» Exercise aim
Arrange every one of the records below as a numbered list, omitting any blank lines.

Collection entries
========================================================================
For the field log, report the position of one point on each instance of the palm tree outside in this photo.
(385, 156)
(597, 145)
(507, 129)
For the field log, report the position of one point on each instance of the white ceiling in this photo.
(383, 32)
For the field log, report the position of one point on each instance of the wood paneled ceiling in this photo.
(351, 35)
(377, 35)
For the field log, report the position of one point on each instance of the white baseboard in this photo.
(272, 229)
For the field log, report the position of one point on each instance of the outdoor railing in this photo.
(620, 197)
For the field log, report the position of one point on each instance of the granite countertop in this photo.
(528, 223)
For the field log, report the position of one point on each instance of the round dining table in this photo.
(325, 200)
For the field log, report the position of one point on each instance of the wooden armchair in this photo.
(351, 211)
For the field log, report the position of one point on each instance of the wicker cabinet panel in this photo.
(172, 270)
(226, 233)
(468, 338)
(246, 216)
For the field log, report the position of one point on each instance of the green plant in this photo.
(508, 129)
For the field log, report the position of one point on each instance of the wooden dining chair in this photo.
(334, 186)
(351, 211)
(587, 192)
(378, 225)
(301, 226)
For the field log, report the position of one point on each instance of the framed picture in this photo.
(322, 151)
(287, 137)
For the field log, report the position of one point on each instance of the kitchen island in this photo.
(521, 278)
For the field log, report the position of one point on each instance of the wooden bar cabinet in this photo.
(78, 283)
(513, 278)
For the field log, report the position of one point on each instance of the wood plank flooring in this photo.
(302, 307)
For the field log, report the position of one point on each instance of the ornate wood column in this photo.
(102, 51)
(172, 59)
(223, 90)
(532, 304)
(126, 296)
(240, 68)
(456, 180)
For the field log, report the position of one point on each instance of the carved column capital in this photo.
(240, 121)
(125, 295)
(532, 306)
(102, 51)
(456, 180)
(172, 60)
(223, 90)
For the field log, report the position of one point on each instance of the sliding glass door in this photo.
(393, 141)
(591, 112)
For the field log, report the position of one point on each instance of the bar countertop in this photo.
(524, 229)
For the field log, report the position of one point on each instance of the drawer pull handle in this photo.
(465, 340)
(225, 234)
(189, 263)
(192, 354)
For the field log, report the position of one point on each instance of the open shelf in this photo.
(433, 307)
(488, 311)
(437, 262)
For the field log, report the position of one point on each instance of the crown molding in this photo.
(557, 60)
========================================================================
» Output below
1. For the field log, report the position of one point on each instance of the palm tree outside in this photo.
2. (385, 156)
3. (597, 145)
4. (507, 129)
5. For the field log, report the position of one point on each instance of the white ceiling in this photo.
6. (383, 32)
7. For the field log, report the position of one point on each instance of the wood paneled ceiling in this photo.
8. (351, 35)
9. (377, 35)
10. For the field log, report the position of one point on each instance of the white baseboard in this photo.
11. (272, 229)
12. For the field log, report the position of one point on each instance of the outdoor railing in this photo.
13. (620, 197)
14. For the field log, report the position of one point on each instance of the granite countertop in this photo.
15. (528, 223)
16. For the field log, report the position of one point on each instance of the round dining table in this photo.
17. (325, 200)
18. For the field log, report the position of one point on each instance of the wooden armchair in this photo.
19. (351, 211)
20. For the field log, report the position of one point on each instance of the wicker cabinet panel in this photo.
21. (172, 270)
22. (226, 233)
23. (468, 338)
24. (246, 216)
25. For the field log, report the position of one point on each instance of the green plant in this photo.
26. (508, 129)
27. For the field log, report the position of one point on each instance of the wooden dining chair in this photo.
28. (334, 186)
29. (351, 211)
30. (587, 192)
31. (378, 225)
32. (301, 226)
33. For the field log, report the position of one point on each instance of the framed picture in this photo.
34. (322, 151)
35. (287, 137)
36. For the field log, report the position of one point on each instance of the kitchen island in this photo.
37. (521, 278)
38. For the field log, report the position of one point on each instance of the wooden bar cabinet in this photo.
39. (78, 283)
40. (513, 278)
41. For the field log, report the position of one point on each instance of the wood plank flooring in this photo.
42. (302, 307)
43. For the field log, report the position of one point on each instance of the ornate wood column in this photo.
44. (102, 51)
45. (172, 59)
46. (223, 90)
47. (532, 304)
48. (126, 296)
49. (240, 68)
50. (456, 180)
51. For the field log, report the position of one point on each instance of the carved column capital in this photo.
52. (240, 121)
53. (125, 295)
54. (532, 306)
55. (102, 51)
56. (456, 180)
57. (172, 60)
58. (223, 90)
59. For the field log, report the position of one point on each instance of the sliding glass door in this photo.
60. (393, 141)
61. (591, 112)
62. For the field log, report the position of one point on each instance of the bar countertop in this photo.
63. (524, 229)
64. For the field log, report the position of one point on each instance of the drawer pull handle in this photo.
65. (465, 340)
66. (225, 234)
67. (189, 263)
68. (192, 354)
69. For the field log, report the position of one point on each instance of the open shelf in this photo.
70. (433, 307)
71. (488, 311)
72. (437, 262)
73. For the field log, report the position of one point on each instance of the crown molding in this photo.
74. (557, 60)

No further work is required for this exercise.